----- Provided records -----

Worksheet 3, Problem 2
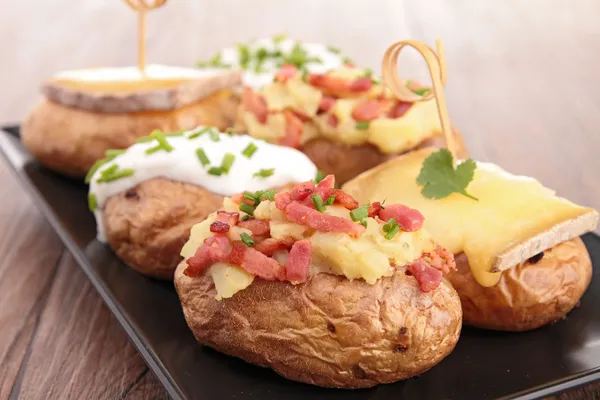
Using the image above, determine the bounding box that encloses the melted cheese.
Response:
[343,149,591,286]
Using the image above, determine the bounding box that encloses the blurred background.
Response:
[0,0,600,207]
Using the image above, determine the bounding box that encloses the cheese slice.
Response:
[343,148,598,286]
[42,65,241,113]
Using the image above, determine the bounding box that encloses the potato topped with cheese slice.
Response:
[242,64,466,183]
[344,148,598,330]
[175,175,461,388]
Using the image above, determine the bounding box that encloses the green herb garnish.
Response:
[242,142,258,158]
[240,232,254,247]
[88,193,98,212]
[196,147,210,167]
[350,204,369,222]
[311,194,325,212]
[240,202,255,215]
[221,153,235,174]
[252,168,275,178]
[417,149,478,200]
[207,167,223,176]
[356,121,369,131]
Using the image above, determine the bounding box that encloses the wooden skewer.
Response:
[125,0,167,75]
[382,39,456,160]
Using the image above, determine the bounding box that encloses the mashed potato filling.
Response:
[181,198,436,299]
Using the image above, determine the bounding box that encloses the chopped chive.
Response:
[242,142,258,158]
[196,147,210,167]
[350,204,369,222]
[356,121,369,131]
[88,193,98,212]
[208,167,223,176]
[385,224,400,240]
[310,194,325,212]
[240,232,254,247]
[252,168,275,178]
[240,202,254,215]
[85,160,109,183]
[315,170,325,183]
[381,218,398,233]
[259,189,275,201]
[221,153,235,174]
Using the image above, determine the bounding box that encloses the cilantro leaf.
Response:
[417,149,478,200]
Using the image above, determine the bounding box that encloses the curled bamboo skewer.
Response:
[382,39,456,160]
[125,0,167,75]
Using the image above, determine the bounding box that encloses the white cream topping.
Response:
[198,38,346,89]
[89,127,317,241]
[54,64,227,83]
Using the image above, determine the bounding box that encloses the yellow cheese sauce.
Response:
[343,149,590,286]
[242,68,441,154]
[181,202,436,299]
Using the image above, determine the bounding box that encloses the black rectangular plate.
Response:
[0,127,600,400]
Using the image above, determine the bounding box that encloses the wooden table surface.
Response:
[0,0,600,399]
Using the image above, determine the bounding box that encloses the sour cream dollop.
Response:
[89,127,317,242]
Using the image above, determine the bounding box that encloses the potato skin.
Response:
[104,178,223,280]
[21,91,239,177]
[175,262,462,388]
[300,131,468,185]
[448,238,592,331]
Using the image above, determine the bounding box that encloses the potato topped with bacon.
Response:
[175,175,462,388]
[240,65,466,183]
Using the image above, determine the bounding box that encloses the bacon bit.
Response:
[275,192,292,211]
[275,64,298,83]
[350,78,373,92]
[367,201,383,218]
[217,211,240,226]
[327,114,340,128]
[317,96,335,114]
[286,240,312,282]
[379,204,425,232]
[210,221,230,233]
[285,201,365,237]
[407,258,443,293]
[242,87,269,124]
[238,218,271,236]
[183,235,229,278]
[387,101,413,119]
[332,189,358,211]
[229,242,285,281]
[279,111,304,148]
[254,238,294,257]
[352,100,385,122]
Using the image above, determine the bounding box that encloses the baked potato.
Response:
[448,238,592,331]
[175,176,462,388]
[88,128,317,280]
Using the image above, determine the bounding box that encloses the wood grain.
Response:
[0,0,600,400]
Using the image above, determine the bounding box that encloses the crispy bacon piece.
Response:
[279,110,304,148]
[407,258,443,293]
[285,201,365,237]
[238,218,271,236]
[275,64,298,83]
[183,235,229,277]
[229,242,285,281]
[367,201,383,218]
[387,101,413,119]
[210,220,230,233]
[286,240,312,282]
[352,100,385,122]
[242,87,269,124]
[332,189,358,210]
[379,204,424,232]
[317,96,335,113]
[254,238,294,257]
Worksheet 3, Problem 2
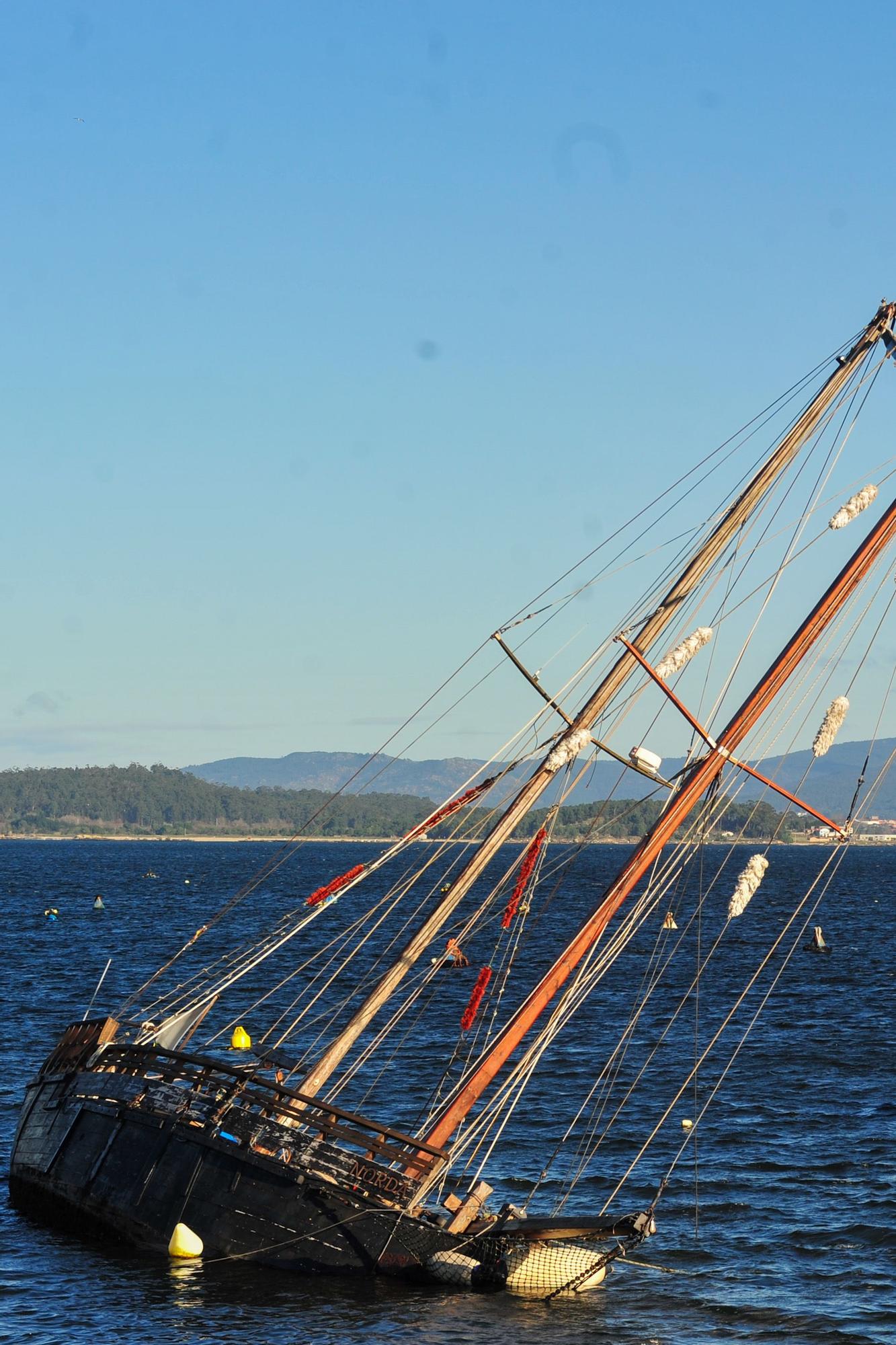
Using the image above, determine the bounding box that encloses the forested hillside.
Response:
[0,765,810,841]
[0,765,434,837]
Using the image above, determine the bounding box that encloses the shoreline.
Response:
[0,831,882,849]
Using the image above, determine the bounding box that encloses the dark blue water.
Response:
[0,842,896,1345]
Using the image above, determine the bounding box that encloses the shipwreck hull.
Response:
[9,1022,463,1278]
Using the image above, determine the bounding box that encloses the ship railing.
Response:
[91,1042,448,1194]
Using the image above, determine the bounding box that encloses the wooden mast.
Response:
[425,490,896,1147]
[301,303,896,1095]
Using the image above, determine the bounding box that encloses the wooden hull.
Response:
[9,1020,653,1293]
[9,1044,462,1278]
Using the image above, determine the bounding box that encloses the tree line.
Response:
[0,764,811,841]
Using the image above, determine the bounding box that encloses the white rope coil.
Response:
[545,729,591,775]
[728,854,768,920]
[657,625,713,681]
[827,484,877,530]
[813,695,849,756]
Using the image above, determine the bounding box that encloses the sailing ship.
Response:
[9,301,896,1298]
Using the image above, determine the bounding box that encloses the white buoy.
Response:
[545,729,591,775]
[827,484,877,531]
[657,625,713,681]
[813,695,849,757]
[728,854,768,920]
[168,1224,203,1258]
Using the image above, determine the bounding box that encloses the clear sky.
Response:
[0,0,896,767]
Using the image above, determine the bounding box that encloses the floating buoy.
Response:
[168,1224,203,1256]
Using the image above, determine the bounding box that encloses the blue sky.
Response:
[0,0,896,767]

-----

* [Description of the task] Copy each line of the listing above that contains the word "bacon".

* [Full output]
Using the image above, determine the bounding box that encloses the potato topped with bacon.
Using the image above, determine the bounding box that encloses the bacon bit.
Using the image above, determine the bounding box that encloses the crispy bacon piece.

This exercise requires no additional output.